Task instructions: Recast all of the data below as a Markdown table with two columns, Row and Text. Give each non-blank line its own numbered row, in order, and leave out blank lines.

Exercise data:
━━━━━━━━━━━━━━━━━━━━

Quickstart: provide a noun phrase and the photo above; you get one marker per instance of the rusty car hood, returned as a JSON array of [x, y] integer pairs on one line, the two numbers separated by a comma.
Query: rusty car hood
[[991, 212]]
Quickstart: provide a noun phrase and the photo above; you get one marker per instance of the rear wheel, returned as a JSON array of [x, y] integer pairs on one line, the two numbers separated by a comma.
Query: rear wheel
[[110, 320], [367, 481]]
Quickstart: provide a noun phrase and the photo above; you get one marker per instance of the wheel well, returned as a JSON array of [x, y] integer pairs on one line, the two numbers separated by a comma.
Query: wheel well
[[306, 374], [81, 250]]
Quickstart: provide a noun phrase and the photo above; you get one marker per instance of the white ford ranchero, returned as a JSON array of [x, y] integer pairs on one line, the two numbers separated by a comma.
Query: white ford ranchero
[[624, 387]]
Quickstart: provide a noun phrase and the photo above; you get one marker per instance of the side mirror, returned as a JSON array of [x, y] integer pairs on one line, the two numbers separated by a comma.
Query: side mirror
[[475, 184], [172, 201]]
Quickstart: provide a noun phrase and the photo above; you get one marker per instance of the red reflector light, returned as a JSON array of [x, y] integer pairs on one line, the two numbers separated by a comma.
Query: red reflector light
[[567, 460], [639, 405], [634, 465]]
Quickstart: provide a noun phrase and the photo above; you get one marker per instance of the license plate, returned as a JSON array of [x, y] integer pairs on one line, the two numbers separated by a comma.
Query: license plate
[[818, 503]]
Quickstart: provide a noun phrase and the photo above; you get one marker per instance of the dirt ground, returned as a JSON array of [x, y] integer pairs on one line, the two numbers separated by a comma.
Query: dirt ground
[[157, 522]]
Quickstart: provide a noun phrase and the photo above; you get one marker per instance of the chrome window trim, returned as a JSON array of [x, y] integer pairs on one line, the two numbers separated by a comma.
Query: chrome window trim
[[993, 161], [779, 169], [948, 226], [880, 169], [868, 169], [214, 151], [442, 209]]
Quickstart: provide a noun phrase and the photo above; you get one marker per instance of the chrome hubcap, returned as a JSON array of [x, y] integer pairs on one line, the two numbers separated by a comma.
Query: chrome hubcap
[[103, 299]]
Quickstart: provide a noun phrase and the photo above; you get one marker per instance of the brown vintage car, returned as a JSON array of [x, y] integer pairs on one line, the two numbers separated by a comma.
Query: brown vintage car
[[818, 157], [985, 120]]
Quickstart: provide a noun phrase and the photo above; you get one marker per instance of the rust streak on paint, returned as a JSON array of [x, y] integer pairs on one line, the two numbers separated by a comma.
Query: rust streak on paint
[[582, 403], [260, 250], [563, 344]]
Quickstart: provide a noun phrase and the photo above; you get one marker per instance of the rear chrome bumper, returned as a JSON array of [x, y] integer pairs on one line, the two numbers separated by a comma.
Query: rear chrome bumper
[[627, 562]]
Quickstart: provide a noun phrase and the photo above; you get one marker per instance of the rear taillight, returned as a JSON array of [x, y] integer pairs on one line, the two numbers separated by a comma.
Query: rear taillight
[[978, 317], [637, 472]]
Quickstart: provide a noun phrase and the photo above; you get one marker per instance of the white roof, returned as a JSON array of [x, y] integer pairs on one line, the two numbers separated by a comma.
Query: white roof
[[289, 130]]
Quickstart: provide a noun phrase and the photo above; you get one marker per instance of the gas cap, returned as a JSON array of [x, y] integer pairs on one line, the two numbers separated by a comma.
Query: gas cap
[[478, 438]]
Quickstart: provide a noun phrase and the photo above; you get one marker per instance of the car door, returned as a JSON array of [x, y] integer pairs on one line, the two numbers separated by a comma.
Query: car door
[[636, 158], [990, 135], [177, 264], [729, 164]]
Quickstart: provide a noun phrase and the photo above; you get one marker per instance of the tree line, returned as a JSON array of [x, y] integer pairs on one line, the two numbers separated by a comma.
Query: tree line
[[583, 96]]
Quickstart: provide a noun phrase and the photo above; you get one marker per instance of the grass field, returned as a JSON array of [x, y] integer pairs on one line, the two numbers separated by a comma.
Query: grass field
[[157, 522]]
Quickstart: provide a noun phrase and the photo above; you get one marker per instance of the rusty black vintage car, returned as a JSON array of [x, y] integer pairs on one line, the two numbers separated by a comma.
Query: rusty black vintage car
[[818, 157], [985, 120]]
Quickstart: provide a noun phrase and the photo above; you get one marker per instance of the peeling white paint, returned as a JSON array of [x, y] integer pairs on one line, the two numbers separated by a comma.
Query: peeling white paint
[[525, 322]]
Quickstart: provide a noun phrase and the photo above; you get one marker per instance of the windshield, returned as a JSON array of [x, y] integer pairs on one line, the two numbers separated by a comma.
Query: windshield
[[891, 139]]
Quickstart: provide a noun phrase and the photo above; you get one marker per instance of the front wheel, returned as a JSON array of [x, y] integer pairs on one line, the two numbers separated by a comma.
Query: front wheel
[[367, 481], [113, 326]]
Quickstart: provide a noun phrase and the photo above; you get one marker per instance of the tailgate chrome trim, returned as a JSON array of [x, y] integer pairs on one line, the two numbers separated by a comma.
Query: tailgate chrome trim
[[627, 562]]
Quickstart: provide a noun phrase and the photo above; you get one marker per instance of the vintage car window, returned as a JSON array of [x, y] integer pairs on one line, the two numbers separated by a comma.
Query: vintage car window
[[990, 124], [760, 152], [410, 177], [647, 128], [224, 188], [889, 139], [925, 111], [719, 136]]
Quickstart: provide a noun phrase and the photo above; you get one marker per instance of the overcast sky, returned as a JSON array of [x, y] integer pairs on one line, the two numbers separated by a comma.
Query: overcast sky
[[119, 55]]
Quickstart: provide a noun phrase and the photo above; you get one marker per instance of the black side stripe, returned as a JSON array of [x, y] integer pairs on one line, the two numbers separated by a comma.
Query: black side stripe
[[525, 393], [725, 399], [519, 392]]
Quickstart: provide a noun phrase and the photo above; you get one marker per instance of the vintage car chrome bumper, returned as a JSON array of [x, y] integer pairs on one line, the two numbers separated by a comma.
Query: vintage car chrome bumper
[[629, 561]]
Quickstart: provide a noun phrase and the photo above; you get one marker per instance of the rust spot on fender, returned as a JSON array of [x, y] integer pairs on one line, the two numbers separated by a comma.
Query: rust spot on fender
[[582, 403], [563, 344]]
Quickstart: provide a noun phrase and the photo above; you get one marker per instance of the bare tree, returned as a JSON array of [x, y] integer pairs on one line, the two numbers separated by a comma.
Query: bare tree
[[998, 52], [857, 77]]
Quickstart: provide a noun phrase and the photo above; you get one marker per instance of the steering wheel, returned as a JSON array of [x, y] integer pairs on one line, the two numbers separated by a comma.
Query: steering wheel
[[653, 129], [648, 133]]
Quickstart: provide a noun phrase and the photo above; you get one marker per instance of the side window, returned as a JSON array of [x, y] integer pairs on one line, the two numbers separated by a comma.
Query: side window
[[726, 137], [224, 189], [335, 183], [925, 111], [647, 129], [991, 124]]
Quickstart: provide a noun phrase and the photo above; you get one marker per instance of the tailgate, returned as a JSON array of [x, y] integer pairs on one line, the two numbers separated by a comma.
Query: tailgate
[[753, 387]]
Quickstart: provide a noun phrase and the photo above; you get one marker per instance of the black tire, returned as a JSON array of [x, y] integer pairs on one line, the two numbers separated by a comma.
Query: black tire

━━━━━━━━━━━━━━━━━━━━

Solved problem:
| Row | Text |
|---|---|
| 1 | Quickstart: provide a noun phrase and the photo above; you get one marker per instance of the rusty car hood, returned as a JSON array of [x, y] integer pairs on one line, the two numbers separated by a comma. |
| 2 | Query: rusty car hood |
| 3 | [[991, 212]] |
| 4 | Quickstart: provide a noun phrase and the photo above; you get one marker per instance of the rear wheel, returned as a JSON array of [x, y] integer pairs on one line, the two numbers separated by a comma. |
| 5 | Query: rear wheel |
| 6 | [[110, 320], [367, 481]] |
| 7 | Quickstart: provide a noun phrase and the photo above; you get one marker per instance of the wheel well, returned as a JSON array of [x, y] integer pairs on one line, the two numbers separated by a comma. |
| 8 | Query: wheel well |
| 9 | [[306, 374], [81, 250]] |
| 10 | Quickstart: provide a noun phrase and the photo above; you get one marker per instance of the white ford ranchero, returned as a JSON array of [x, y] integer pairs on one line, the two numbers separated by a comma. |
| 11 | Query: white ford ranchero |
| 12 | [[624, 387]] |
| 13 | Quickstart: provide a noun phrase and the photo above; you get one marker per instance of the side mirror, returned as a JSON array of [x, y] integer pairs on one line, the two numbers separated by a comma. |
| 14 | Query: side mirror |
| 15 | [[475, 184], [172, 201]] |
| 16 | Quickstart: provide a noun phrase and the photo above; you get one marker per instance of the red reflector light, returned as a JSON array of [x, y] integer pairs on one line, the two numbers separated by a comma. |
| 17 | Query: red reflector light |
| 18 | [[567, 460], [639, 405], [634, 465]] |
| 19 | Quickstart: provide a noun phrase and the photo above; you get one marker per instance of the license plate, returned as a JSON array of [x, y] integer pairs on one line, the two numbers separated by a comma. |
| 20 | Query: license plate |
| 21 | [[818, 503]] |
| 22 | Quickstart: provide a noun phrase and the photo above; you get one marker per instance of the dirt ground, returned as a JSON array of [x, y] integer pairs on one line, the two numbers separated by a comma. |
| 23 | Query: dirt ground |
| 24 | [[157, 522]] |
| 25 | Quickstart: provide a noun phrase and the photo above; you get one marker per instance of the chrome window trim, returned as a JSON array of [x, y] integer pairs on one line, the two numbers separated by a comma. |
| 26 | Query: chrome window trim |
| 27 | [[993, 161], [779, 169], [948, 226], [880, 169], [868, 169], [214, 151], [442, 209]] |
| 28 | Quickstart: provide a noun phrase and the photo above; you get one marker per instance of the chrome hubcap, returned as a JSON array of [x, y] integer pairs on one line, the two numbers separated by a comma. |
| 29 | Query: chrome hubcap |
| 30 | [[103, 299]] |
| 31 | Quickstart: provide a noun phrase and the photo above; you get one marker per instance of the brown vintage car, returned as a JSON array of [x, y] integer pairs on one line, the two numbers separated by a comma. |
| 32 | Query: brown vintage car |
| 33 | [[818, 157], [985, 120]] |
| 34 | Quickstart: provide a noun phrase and the photo above; you get one marker per instance of the rust streak on paint, returned as a JSON array of [x, y] integer pairs on one line, the two numbers separated by a comma. |
| 35 | Query: rust streak on paint |
| 36 | [[582, 403], [260, 250], [563, 344]] |
| 37 | Quickstart: provide a noun phrase and the photo above; you get one marker per instance of the rear chrome bumper, returned as a JSON array of [x, y] integer pairs on one line, the two numbers separated by a comma. |
| 38 | Query: rear chrome bumper |
| 39 | [[627, 562]] |
| 40 | Quickstart: provide a noun phrase and the photo above; you get one marker per instance of the rear taillight, returned as a JSON array of [x, y] integer pairs on one line, the two numbers separated by a comma. |
| 41 | Query: rear taillight |
| 42 | [[978, 317], [637, 472]] |
| 43 | Quickstart: provide a noun phrase and the photo above; you get one marker per instance of the white roof, returned as a JSON array of [x, y] integer pairs on one line, the two numbers separated by a comma. |
| 44 | Query: white roof |
| 45 | [[289, 130]] |
| 46 | Quickstart: provide a noun phrase and the photo above; you get one marker per instance of the gas cap, returned as a JSON array of [x, y] integer pairs on one line, the two numbers separated by a comma. |
| 47 | Query: gas cap |
| 48 | [[478, 438]] |
| 49 | Quickstart: provide a noun phrase and the photo above; you get one marker per instance of the car door, returned as a JSON array of [x, y] integer pairs on one line, the two numbers separated by a comma. |
| 50 | Query: car door |
| 51 | [[636, 158], [990, 135], [177, 264], [729, 164]] |
| 52 | Quickstart: provide a noun phrase and the photo above; you get one marker per instance of the tree line, returned as a JSON array of [x, y] integer pairs on one line, the two numbers separated by a comma. |
| 53 | Query: tree line |
| 54 | [[583, 96]] |
| 55 | Quickstart: provide a noun phrase and the photo above; you get one marker per instance of the grass field, returned as a JSON array of [x, y] integer pairs on one line, the two numbers separated by a comma. |
| 56 | Query: grass field |
| 57 | [[157, 522]] |
| 58 | Quickstart: provide a noun phrase and the photo above; you get one marker per instance of the rusty black vintage car, returned as a JSON array of [x, y] integer pairs on one line, the two numbers separated by a comma. |
| 59 | Query: rusty black vintage car |
| 60 | [[818, 157], [985, 120]] |
| 61 | Quickstart: provide a noun phrase and the photo above; you get one marker per instance of the peeling white paint, returned as a JSON array of [x, y] integer pairs on one line, the two numbers separated by a comma. |
| 62 | Query: peeling white paint |
| 63 | [[525, 322]] |
| 64 | Quickstart: provide a noun phrase and the photo above; you get one marker per instance of the windshield, returned as a JSON array of [x, y] integer pairs on one line, the two numbers separated by a comma. |
| 65 | Query: windshield |
| 66 | [[891, 139]] |
| 67 | Quickstart: provide a noun phrase and the photo above; you get one marker per instance of the front wheel, returned as a JSON array of [x, y] integer pairs on one line, the two numbers separated by a comma. |
| 68 | Query: front wheel |
| 69 | [[367, 481], [113, 326]] |
| 70 | Quickstart: provide a noun phrase and the photo above; you get one marker per instance of the tailgate chrome trim, returned as a JSON array of [x, y] integer pairs on one line, the two numbers separated by a comma. |
| 71 | Query: tailgate chrome trim |
| 72 | [[627, 562]] |
| 73 | Quickstart: provide a noun phrase and the photo above; you get one marker per instance of the vintage car window, returned as a JSON array of [x, y] integer pairs on one line, the two numbers separated by a comma. |
| 74 | Query: vintage car window |
| 75 | [[990, 124], [760, 152], [410, 177], [647, 128], [224, 188], [889, 139], [925, 111], [719, 136]] |
| 76 | Quickstart: provide a noun phrase and the photo above; you get one marker per instance of the overcast sky, returned as a JSON array of [x, y] integer pairs on one line, the two numbers separated by a comma. |
| 77 | Query: overcast sky |
| 78 | [[119, 55]] |
| 79 | Quickstart: provide a noun phrase and the photo above; you get one marker per instance of the black side stripe, returned as a JSON array of [x, y] integer pairs on one line, the two numbers separated by a comma. |
| 80 | Query: black side stripe |
| 81 | [[525, 393], [725, 399], [519, 392]] |
| 82 | Quickstart: provide a noun phrase and the photo above; you get one marker per instance of the vintage car chrome bumper, returned as a JSON array of [x, y] integer pairs on one line, the two numbers separated by a comma. |
| 83 | Query: vintage car chrome bumper |
| 84 | [[629, 561]] |
| 85 | Quickstart: provide a noun phrase and the photo above; you get one marker per instance of the rust spot on fender, returned as a JSON array of [x, y] integer pairs on one line, the two numbers separated by a comma. |
| 86 | Query: rust spot on fender |
| 87 | [[582, 403], [563, 344]] |
| 88 | Quickstart: provide a noun phrase and the photo above; you get one marker per instance of the bare tree, returned as a JSON array of [x, y] integer pairs on one line, the two numbers separated by a comma. |
| 89 | Query: bare tree |
| 90 | [[998, 52], [857, 77]] |
| 91 | Quickstart: provide a noun phrase and the photo above; you get one marker per instance of the steering wheel, returned as a JSON array of [x, y] integer pairs on one line, the two numbers separated by a comma. |
| 92 | Query: steering wheel |
| 93 | [[653, 129], [648, 133]] |
| 94 | Quickstart: provide a noun phrase and the photo above; you get one marker per instance of the side window, returned as a JSON array of [x, y] integer pairs on one line, the two numbers separated by a comma. |
| 95 | Query: side window |
| 96 | [[726, 137], [224, 189], [335, 183], [925, 111], [647, 129], [991, 124]] |
| 97 | Quickstart: provide a noun phrase and the photo above; you get one marker per instance of the tailgate, returned as a JSON array of [x, y] integer pairs on one line, the two numbers separated by a comma. |
| 98 | Query: tailgate |
| 99 | [[753, 387]] |
| 100 | Quickstart: provide a noun phrase and the photo above; you get one marker per instance of the black tire, returned as a JSON array of [x, y] integer pairs on one line, the two numbers separated by a comma. |
| 101 | Query: black tire |